— START SUPPLIED DATA —
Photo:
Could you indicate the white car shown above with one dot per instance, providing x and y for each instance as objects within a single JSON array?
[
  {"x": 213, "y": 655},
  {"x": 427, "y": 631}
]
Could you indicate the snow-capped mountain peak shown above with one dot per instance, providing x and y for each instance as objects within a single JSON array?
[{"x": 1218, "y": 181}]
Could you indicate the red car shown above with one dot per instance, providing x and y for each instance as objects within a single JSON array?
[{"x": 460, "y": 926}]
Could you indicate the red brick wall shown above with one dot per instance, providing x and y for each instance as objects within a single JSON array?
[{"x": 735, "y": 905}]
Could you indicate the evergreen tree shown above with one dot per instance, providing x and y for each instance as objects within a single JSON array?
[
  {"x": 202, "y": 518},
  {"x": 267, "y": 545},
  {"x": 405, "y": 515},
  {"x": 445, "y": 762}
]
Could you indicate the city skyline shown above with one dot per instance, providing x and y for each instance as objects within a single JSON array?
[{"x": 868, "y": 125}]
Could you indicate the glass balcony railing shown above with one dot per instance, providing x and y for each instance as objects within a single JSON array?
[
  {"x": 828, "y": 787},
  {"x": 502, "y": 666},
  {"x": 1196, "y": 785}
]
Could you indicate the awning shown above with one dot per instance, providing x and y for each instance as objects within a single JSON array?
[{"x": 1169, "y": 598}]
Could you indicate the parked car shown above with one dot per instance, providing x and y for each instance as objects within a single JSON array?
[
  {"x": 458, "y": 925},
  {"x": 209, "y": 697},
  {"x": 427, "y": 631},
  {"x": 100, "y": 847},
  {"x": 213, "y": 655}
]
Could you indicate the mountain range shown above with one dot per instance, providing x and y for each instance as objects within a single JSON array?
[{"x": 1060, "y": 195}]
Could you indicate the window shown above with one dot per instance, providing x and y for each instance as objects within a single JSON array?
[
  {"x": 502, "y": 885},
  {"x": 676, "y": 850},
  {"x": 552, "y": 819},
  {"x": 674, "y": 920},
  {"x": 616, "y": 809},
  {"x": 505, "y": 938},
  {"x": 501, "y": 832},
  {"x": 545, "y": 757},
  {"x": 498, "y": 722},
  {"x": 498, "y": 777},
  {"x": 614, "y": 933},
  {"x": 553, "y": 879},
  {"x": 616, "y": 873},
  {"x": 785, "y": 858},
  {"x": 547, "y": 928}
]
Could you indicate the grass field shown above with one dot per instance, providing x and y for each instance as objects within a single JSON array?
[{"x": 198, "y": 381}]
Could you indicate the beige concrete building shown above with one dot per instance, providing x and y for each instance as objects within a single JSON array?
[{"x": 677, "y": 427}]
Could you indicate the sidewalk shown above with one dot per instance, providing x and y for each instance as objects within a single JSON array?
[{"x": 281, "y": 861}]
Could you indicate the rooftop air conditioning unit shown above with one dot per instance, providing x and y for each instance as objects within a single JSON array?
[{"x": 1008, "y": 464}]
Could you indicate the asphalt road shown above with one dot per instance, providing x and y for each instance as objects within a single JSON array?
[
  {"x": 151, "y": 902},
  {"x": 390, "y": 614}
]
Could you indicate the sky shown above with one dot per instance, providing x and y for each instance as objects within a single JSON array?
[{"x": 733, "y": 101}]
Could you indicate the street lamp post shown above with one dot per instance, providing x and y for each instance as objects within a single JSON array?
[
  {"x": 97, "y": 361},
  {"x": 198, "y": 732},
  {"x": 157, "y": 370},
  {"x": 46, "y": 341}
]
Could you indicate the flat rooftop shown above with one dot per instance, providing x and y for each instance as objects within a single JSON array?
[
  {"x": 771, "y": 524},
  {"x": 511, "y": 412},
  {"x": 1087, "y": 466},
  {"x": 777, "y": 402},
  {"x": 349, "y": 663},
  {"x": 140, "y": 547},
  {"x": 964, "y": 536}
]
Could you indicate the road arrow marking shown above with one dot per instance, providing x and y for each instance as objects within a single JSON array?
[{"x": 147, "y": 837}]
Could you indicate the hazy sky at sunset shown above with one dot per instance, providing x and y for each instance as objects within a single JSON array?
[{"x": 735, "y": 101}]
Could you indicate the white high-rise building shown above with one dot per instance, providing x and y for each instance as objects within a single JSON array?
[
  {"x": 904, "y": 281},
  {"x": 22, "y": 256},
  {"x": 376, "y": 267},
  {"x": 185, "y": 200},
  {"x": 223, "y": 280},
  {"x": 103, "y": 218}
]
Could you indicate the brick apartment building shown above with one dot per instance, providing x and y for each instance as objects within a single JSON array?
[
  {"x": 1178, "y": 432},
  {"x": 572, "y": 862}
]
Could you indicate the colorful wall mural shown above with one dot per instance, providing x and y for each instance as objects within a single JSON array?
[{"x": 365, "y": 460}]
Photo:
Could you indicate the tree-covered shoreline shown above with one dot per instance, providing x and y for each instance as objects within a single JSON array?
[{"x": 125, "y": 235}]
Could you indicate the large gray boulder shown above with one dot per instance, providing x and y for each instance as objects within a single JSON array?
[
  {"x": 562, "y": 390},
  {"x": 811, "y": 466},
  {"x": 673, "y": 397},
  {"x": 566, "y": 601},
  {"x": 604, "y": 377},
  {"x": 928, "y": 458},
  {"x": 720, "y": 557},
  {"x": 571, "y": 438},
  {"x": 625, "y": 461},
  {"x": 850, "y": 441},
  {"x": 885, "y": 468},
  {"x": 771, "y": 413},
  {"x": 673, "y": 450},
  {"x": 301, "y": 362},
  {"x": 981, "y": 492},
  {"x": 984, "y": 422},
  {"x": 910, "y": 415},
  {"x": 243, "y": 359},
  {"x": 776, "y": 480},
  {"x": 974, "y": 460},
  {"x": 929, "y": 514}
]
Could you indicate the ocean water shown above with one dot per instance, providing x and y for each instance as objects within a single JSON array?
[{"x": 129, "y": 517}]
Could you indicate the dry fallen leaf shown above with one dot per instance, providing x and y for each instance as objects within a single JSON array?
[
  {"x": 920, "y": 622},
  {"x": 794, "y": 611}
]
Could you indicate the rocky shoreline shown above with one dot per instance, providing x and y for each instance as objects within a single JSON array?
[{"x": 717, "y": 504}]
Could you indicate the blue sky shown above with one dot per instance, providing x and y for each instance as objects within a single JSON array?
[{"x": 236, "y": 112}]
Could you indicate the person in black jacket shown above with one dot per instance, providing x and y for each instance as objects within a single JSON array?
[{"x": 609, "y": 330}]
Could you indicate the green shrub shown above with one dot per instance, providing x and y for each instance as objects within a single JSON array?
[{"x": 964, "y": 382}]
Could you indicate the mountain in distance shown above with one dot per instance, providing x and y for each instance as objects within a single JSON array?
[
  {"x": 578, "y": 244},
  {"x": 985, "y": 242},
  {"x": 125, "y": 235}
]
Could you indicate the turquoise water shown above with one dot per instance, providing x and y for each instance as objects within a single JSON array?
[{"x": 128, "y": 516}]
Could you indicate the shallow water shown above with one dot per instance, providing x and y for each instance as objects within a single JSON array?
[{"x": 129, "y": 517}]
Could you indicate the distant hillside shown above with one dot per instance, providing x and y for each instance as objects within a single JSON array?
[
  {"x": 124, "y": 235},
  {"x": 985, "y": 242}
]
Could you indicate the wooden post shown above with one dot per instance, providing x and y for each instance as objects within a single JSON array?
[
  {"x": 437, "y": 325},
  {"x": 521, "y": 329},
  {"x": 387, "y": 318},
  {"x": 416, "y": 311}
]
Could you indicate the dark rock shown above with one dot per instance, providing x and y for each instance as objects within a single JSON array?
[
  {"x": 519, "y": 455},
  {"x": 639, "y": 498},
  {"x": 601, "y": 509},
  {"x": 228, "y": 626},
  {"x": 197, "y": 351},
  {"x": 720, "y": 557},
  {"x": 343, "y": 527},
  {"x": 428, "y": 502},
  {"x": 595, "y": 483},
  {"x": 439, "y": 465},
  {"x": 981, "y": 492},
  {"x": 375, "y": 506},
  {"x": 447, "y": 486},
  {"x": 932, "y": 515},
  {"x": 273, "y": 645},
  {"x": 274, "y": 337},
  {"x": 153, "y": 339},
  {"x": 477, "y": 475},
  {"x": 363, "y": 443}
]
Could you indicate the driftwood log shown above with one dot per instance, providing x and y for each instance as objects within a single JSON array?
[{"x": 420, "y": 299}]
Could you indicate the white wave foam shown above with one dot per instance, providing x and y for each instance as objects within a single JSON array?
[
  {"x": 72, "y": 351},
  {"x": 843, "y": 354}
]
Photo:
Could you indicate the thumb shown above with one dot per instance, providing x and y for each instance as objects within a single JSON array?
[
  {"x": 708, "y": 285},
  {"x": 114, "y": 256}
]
— END SUPPLIED DATA —
EXERCISE DIRECTIONS:
Exact repetition is required for the lines from the one that contains "Could you indicate the distant" through the final line; leave out everything else.

PROBLEM SOLUTION:
Could you indicate the distant hillside shown above with one dot per instance, providing x and y for each instance as objects within a single JSON array?
[
  {"x": 124, "y": 235},
  {"x": 985, "y": 242}
]
Could you indicate the wooden post shown above with one dot per instance, providing x and y for each instance as objects within a single JSON array?
[
  {"x": 437, "y": 325},
  {"x": 521, "y": 329},
  {"x": 387, "y": 318},
  {"x": 416, "y": 311}
]
Could you indicate the dark rock shown above with one dot per instance, providing x and y for each instance as objects within a single JSON array?
[
  {"x": 519, "y": 455},
  {"x": 639, "y": 498},
  {"x": 601, "y": 509},
  {"x": 228, "y": 626},
  {"x": 197, "y": 351},
  {"x": 720, "y": 557},
  {"x": 343, "y": 527},
  {"x": 428, "y": 502},
  {"x": 595, "y": 483},
  {"x": 439, "y": 465},
  {"x": 981, "y": 492},
  {"x": 375, "y": 506},
  {"x": 447, "y": 486},
  {"x": 932, "y": 515},
  {"x": 273, "y": 645},
  {"x": 274, "y": 337},
  {"x": 153, "y": 339},
  {"x": 477, "y": 475},
  {"x": 363, "y": 443}
]
Could you indicate the driftwood log shown above with one dot per instance, providing x and y for each instance as objects within a single JSON array?
[{"x": 420, "y": 299}]
Could you indicate the white wave foam shown above with one dot per instance, providing x and y for each instance as objects within a single JSON array?
[
  {"x": 72, "y": 351},
  {"x": 843, "y": 354}
]
Photo:
Could you indicate the thumb shown above with one dot per instance, providing x and y for each instance as objects within a single JSON array?
[
  {"x": 708, "y": 285},
  {"x": 114, "y": 256}
]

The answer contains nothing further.